**TASK DESCRIPTION:** Every line below must be reproduced exactly. Copy them all.

**MATERIAL PROVIDED:**

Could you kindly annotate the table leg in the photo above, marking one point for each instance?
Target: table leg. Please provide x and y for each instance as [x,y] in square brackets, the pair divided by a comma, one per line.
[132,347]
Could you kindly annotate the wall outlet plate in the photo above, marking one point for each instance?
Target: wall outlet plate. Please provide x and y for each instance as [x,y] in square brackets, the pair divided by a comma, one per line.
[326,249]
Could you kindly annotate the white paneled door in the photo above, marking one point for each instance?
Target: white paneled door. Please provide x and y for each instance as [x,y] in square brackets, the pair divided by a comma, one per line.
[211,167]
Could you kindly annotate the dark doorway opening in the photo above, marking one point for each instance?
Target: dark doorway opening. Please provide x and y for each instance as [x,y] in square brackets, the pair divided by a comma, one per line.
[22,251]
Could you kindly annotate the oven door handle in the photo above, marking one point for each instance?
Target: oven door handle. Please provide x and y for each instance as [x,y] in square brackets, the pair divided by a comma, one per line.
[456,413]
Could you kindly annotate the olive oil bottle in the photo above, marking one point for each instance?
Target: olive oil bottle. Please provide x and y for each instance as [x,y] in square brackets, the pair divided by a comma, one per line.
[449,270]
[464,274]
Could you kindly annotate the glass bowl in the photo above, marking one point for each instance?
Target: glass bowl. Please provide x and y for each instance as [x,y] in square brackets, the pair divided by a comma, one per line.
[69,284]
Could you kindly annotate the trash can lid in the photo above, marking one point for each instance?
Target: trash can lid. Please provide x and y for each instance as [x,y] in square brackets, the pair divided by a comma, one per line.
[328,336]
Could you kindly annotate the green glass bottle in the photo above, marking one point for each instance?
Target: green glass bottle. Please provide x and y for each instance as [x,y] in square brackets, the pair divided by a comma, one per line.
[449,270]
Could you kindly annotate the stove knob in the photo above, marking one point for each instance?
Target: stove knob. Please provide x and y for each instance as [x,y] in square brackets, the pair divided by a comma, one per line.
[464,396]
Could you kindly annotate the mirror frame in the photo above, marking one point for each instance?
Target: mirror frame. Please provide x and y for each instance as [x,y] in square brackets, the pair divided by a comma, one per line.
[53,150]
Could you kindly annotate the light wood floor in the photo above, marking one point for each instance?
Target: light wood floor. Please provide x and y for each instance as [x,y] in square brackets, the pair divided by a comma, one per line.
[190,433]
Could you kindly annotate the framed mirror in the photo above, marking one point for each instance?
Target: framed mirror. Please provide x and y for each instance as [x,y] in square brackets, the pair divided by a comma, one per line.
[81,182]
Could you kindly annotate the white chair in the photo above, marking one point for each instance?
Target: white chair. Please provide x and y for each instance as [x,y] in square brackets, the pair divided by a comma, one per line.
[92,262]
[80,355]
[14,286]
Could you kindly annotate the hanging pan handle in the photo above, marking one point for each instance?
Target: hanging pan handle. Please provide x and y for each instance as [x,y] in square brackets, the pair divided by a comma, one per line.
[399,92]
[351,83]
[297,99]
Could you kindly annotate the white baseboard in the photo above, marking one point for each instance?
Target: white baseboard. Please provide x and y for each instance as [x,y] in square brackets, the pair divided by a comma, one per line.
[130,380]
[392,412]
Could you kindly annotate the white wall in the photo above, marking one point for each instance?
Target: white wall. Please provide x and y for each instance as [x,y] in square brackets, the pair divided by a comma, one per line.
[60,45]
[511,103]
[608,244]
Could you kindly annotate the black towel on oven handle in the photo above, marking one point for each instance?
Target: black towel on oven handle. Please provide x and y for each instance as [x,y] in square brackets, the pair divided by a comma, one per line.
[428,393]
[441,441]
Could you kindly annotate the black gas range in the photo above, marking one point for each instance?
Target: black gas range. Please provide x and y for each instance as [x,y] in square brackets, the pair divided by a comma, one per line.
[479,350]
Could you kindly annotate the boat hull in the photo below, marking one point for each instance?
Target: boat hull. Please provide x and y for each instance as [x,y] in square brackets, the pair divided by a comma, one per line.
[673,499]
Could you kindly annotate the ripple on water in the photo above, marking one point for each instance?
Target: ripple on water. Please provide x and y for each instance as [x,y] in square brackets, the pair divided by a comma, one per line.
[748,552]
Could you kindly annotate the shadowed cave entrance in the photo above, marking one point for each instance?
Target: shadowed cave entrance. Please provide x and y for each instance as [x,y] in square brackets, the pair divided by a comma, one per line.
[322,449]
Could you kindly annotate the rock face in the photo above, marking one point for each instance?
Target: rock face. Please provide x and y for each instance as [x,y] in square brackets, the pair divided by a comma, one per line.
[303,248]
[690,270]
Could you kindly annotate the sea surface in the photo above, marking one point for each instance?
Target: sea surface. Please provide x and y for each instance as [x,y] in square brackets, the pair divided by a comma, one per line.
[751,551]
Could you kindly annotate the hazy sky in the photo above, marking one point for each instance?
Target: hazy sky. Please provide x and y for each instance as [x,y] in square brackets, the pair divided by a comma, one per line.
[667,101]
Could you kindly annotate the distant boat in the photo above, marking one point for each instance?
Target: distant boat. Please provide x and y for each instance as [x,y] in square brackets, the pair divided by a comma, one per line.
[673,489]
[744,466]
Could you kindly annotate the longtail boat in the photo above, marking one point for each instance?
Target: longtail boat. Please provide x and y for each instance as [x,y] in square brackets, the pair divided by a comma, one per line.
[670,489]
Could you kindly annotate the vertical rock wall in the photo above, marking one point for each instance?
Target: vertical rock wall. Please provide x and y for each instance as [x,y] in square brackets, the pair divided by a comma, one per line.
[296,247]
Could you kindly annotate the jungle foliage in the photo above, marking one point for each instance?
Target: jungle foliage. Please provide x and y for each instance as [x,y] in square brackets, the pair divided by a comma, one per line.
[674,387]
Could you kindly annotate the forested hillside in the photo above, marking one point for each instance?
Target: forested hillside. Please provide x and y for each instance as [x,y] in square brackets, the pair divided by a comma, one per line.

**THE RESPONSE:**
Could you kindly annotate the table leg in the photo above, marking one point for each instance?
Target: table leg. Please provide x and y for each instance as [x,y] in square brackets, the pair divided by a comma, one per line.
[132,347]
Could you kindly annotate the wall outlet plate in the photo above, marking one point for each instance?
Target: wall outlet plate. Please provide x and y for each instance as [x,y] in square brackets, the pair divided by a comma, one per line.
[326,249]
Could you kindly annotate the white paneled door in the photo above, marking one point for each instance?
Target: white paneled door. Please provide x and y for each instance as [x,y] in square brackets, the pair divided by a comma, one per line.
[211,167]
Could you kindly annotate the dark doorway opening in the photo above, marking one point for each instance?
Target: dark doorway opening. Please provide x and y for each instance as [x,y] in square brackets, the pair divided by a comma, one per line.
[22,251]
Could you kindly annotate the oven door handle in the photo above, marking one point for each instance?
Target: oven door handle. Please provide x and y for each instance as [x,y] in square brackets, the pair divided by a comma, one per line.
[456,413]
Could you kindly annotate the olive oil bottle in the photo above, marking one point for each instance?
Target: olive oil bottle. Please provide x and y for each instance as [x,y] in square brackets, the pair divided by a comma, one per line.
[449,270]
[464,274]
Could you kindly annotate the glass bowl in the photo above, marking one point for each instance?
Target: glass bowl. Please provide x and y for each instance as [x,y] in square brackets, the pair divided by a comma, one per line.
[69,284]
Could you kindly annotate the trash can lid in the photo above, marking one point for each instance?
Target: trash can lid. Please provide x and y for each instance as [x,y] in square brackets, the pair divided by a comma, one per line.
[328,336]
Could you kindly annotate the green glass bottle in the photo above, marking one point for each instance?
Target: green glass bottle. Please provide x and y for each instance as [x,y] in square brackets, the pair divided by a comma, one per line.
[449,270]
Could you kindly annotate the stove knob in the photo above, marking one point for each instance?
Target: stove knob. Please provide x and y for each instance as [x,y] in square brackets, the pair divided by a comma, one per line.
[464,396]
Could you kindly annotate the mirror frame in the photo above, marking one point for each instance?
Target: mirror frame. Please provide x and y for each instance as [x,y] in square brackets, the pair divided by a comma, one per line.
[53,150]
Could you kindly annotate the light wood floor in the photo above, marking one point for each instance?
Target: light wood floor. Please provide x and y for each instance as [x,y] in square brackets, the pair divided by a comma, one per line.
[190,433]
Could you kindly annotate the framed mirror in the photo above, marking one point for each instance?
Target: framed mirror. Please provide x and y for each instance as [x,y] in square brackets, the pair divided by a comma, one per line.
[81,182]
Could you kindly annotate the white chair in the photo above, marking one point for each instance?
Target: white chair. Please provide x and y for each instance as [x,y] in square brackets, the pair divided by a comma, one per line.
[92,262]
[80,355]
[14,286]
Could you kindly annotate the hanging pan handle in the photo above, marking one point for each instance?
Target: hanging pan handle. Please provide x and y for each instance as [x,y] in square brackets, the pair divided by a comma, one per line.
[399,92]
[351,83]
[297,99]
Could you kindly annotate the white baseboard in the photo above, marking one point for each instance?
Target: white baseboard. Please provide x and y for each instance as [x,y] in square brackets, the pair divided by a comma, one per line.
[130,380]
[392,412]
Could you kindly annotate the white wall in the photo above, marking one point for each instance?
Target: white wall. Please provide x and y for each instance as [x,y] in square brackets, the pair divided by a comma, one per line.
[60,45]
[511,103]
[608,244]
Could you kindly annotate the black towel on oven handle in the photo above, marking one point for each instance?
Target: black towel on oven handle. Please provide x and y for each instance as [x,y] in square brackets, the pair divided by a comma, one per line.
[428,393]
[441,441]
Could you kindly annotate the black gas range in the photo above, marking one point for each instance?
Target: black gas range. Please provide x and y for each instance as [x,y] in square brackets, the pair divided by a comma, one per line.
[479,350]
Could you kindly annotate the boat hull in the photo below, marking one point for each instance?
Target: boat hull. Please provide x and y for each instance as [x,y] in square brackets, the pair divided by a comma, one per line.
[673,499]
Could you kindly annotate the ripple on water in the photo above, marking one point for each instance?
Target: ripple on water. Please provide x and y for each instance as [x,y] in square brackets, the pair divided by a comma, one per line.
[748,552]
Could you kindly annotate the shadowed cave entrance in the photo above, marking one point for each instance?
Target: shadowed cave entrance. Please provide x and y for each instance as [x,y] in square brackets, the pair divided by a comma, one per line.
[322,449]
Could you kindly annotate the rock face in the photo above, marking one point for each instance?
Target: rock face. Please provide x and y for each instance as [x,y] in square brackets, the pair divided by a comma, one per line.
[303,248]
[690,270]
Could you kindly annotate the sea surface in the photo above, marking one point for each instance?
Target: sea surface. Please provide x and y for each instance as [x,y] in square brackets, the pair divided by a comma, one per line.
[751,551]
Could you kindly annotate the hazy sky in the photo above, marking one point for each instance?
Target: hazy sky. Please provide x and y for each instance as [x,y] in square brackets, the pair divided by a comma, one per line.
[667,101]
Could you kindly annotate the distant boat in the photo above, marking one point for each instance?
Target: distant boat. Please provide x and y for each instance as [x,y] in square brackets, the pair divided by a comma, one per line.
[673,489]
[744,466]
Could you kindly annotate the longtail boat in the photo above, marking one point for each instance?
Target: longtail boat. Please provide x and y for each instance as [x,y] in square brackets, the pair divided by a comma, one per line.
[670,489]
Could you kindly annotate the vertical rock wall in the photo above, marking one point for each instance?
Target: vertical rock wall. Please provide x and y for each instance as [x,y] in square brackets, the pair divided by a comma, one per line.
[296,247]
Could you kindly annotate the jungle foliage in the photo above, marking one point for each instance?
Target: jungle foliage. Please provide x and y for each instance as [x,y] in square brackets, the pair divided by a comma, one per line.
[674,387]
Could you kindly annotate the forested hillside in the photo above, marking one point for each instance?
Target: forested hillside. Please provide x and y for each instance as [x,y] in square brackets, the pair divided by a comma, one per line.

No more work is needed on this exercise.